QUOTED TEXT >>
■ ■ ■ ■
The rollout will not be determined by what kind of dish or multiswitch you have it's done by area.


----------



## lzhj9k (Mar 14, 2009)

KY Mike said:


> Thanks Shades. Sorry for the ambiguous question. I meant to ask if anyone with SWM has received the HD upgrade to the R22. If so I will be a happy man waiting on new software.


Yes, I have two R22 W/HD receivers and I too have a SWM LNB....

You know you must have HD access on your account also....


----------



## xmguy (Mar 27, 2008)

Pity they can't unlock the HDTV menu for the pillar bars for those that wish to keep SD. Like me.
_IF_ I wanted to get HD later on. What would be needed?


----------



## KY Mike (May 3, 2006)

lzhj9k said:


> Yes, I have two R22 W/HD receivers and I too have a SWM LNB....
> 
> You know you must have HD access on your account also....


Thanks so much. I do have HD access everywhere but the bedroom.


----------



## HRJustin (Mar 5, 2009)
■ ■ ■ ■
[Excerpts of bounding-box data]
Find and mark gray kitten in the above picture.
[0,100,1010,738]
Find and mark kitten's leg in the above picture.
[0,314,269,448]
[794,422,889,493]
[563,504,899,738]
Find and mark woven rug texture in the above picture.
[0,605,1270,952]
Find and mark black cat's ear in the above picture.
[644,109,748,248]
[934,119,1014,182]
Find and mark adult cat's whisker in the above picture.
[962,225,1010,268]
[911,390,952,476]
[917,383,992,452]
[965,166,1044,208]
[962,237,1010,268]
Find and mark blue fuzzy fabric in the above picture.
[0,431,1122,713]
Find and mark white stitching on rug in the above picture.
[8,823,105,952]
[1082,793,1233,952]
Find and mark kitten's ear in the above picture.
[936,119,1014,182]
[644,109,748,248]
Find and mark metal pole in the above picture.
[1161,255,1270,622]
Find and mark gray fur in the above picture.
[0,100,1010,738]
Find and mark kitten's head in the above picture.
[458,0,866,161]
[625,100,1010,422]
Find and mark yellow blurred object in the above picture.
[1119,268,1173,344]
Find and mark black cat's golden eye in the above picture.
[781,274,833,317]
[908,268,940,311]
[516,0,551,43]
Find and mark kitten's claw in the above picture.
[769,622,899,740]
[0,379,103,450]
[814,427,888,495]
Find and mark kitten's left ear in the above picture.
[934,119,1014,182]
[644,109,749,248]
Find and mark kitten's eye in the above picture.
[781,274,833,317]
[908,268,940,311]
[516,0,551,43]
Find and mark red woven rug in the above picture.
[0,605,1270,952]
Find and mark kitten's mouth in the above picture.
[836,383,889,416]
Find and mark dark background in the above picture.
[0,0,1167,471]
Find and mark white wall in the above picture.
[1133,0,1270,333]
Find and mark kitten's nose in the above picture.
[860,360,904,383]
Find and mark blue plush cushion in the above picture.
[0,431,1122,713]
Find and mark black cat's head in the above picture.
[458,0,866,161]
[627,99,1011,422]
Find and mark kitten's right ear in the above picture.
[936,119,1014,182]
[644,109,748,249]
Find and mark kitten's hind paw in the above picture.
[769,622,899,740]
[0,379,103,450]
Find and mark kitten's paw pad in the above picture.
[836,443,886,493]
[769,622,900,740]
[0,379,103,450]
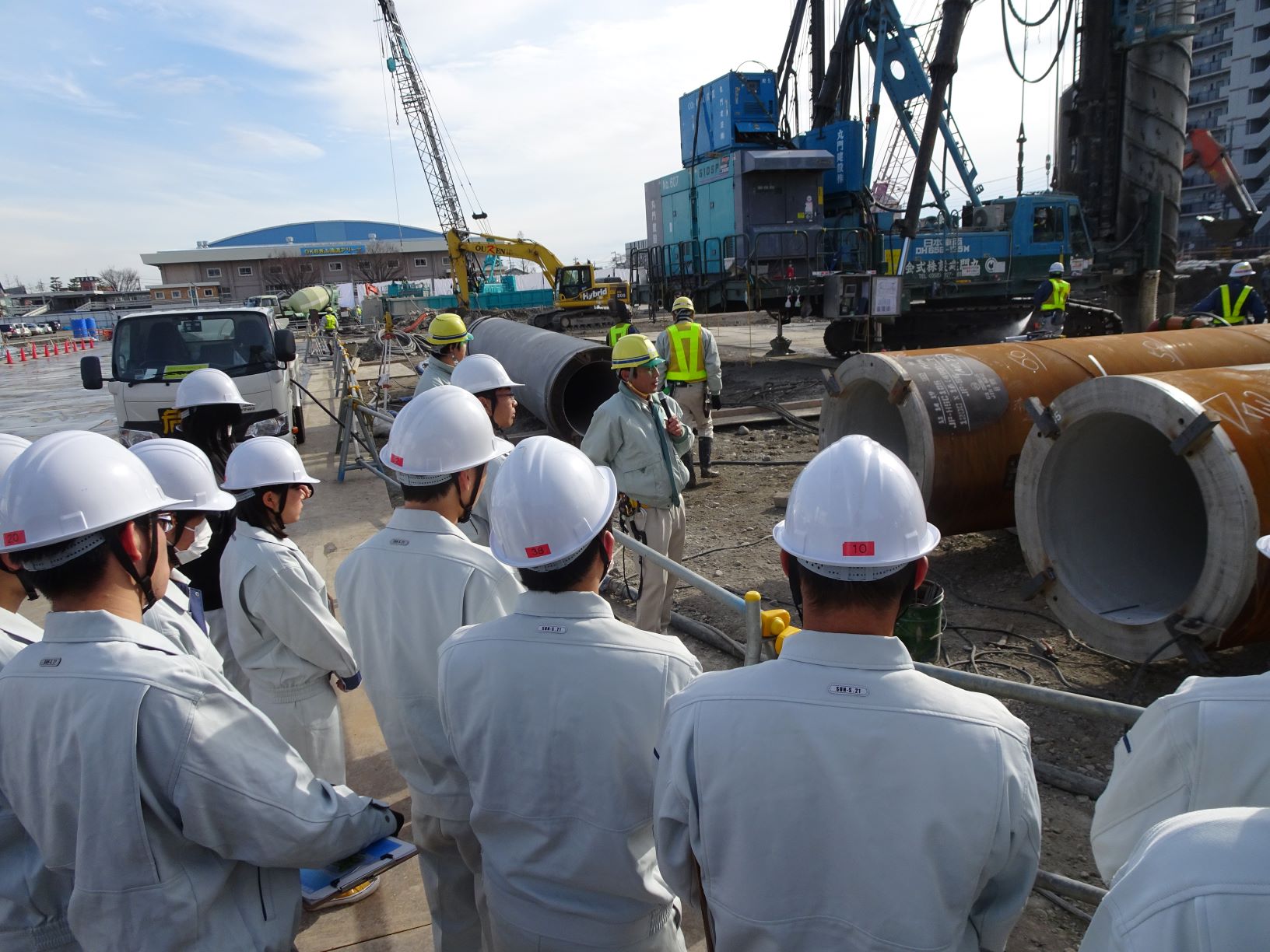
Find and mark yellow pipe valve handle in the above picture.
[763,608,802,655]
■ ■ ■ ■
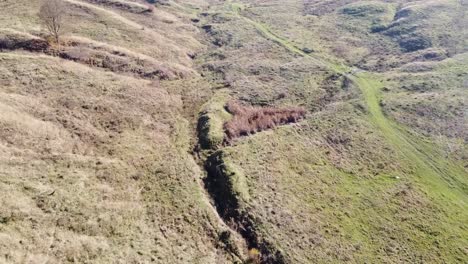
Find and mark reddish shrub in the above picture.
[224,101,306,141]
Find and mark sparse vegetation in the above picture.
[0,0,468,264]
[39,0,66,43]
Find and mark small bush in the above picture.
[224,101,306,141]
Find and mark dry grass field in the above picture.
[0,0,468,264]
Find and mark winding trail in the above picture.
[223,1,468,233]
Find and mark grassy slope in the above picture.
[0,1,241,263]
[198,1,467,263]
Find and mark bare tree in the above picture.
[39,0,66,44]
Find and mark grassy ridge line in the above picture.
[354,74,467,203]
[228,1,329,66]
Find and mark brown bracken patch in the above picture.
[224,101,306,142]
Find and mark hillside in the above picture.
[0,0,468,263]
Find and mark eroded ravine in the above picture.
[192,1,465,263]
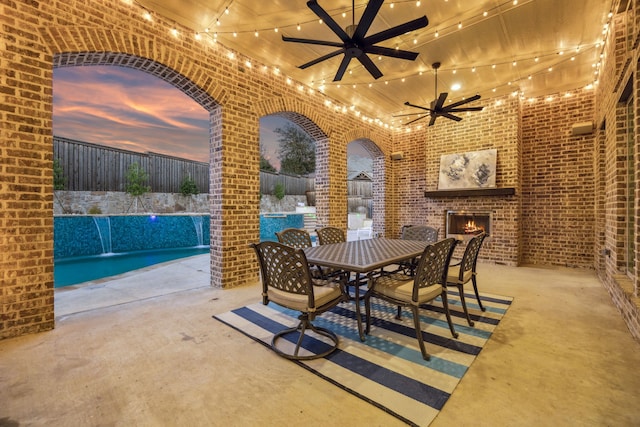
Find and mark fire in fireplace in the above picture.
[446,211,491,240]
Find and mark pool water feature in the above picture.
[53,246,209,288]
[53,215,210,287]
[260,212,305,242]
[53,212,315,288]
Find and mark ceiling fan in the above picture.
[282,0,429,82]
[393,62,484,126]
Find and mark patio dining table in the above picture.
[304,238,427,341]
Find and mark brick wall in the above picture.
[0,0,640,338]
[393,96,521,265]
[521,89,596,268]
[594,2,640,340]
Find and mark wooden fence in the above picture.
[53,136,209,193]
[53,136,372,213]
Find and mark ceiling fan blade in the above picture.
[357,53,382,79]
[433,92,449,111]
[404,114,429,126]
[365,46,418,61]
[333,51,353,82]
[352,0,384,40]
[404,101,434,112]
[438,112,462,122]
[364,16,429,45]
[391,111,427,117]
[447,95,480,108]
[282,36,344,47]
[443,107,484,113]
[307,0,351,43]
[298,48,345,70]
■ ■ ■ ■
EXERCISE BRIEF >>
In the satellite receiver thread, copy everything from "## xmguy (Mar" down to "would be needed?", changing "pillar bars" to "black bars" wherever it appears.

RESPONSE TO THE TASK >>
## xmguy (Mar 27, 2008)

Pity they can't unlock the HDTV menu for the black bars for those that wish to keep SD. Like me.
_IF_ I wanted to get HD later on. What would be needed?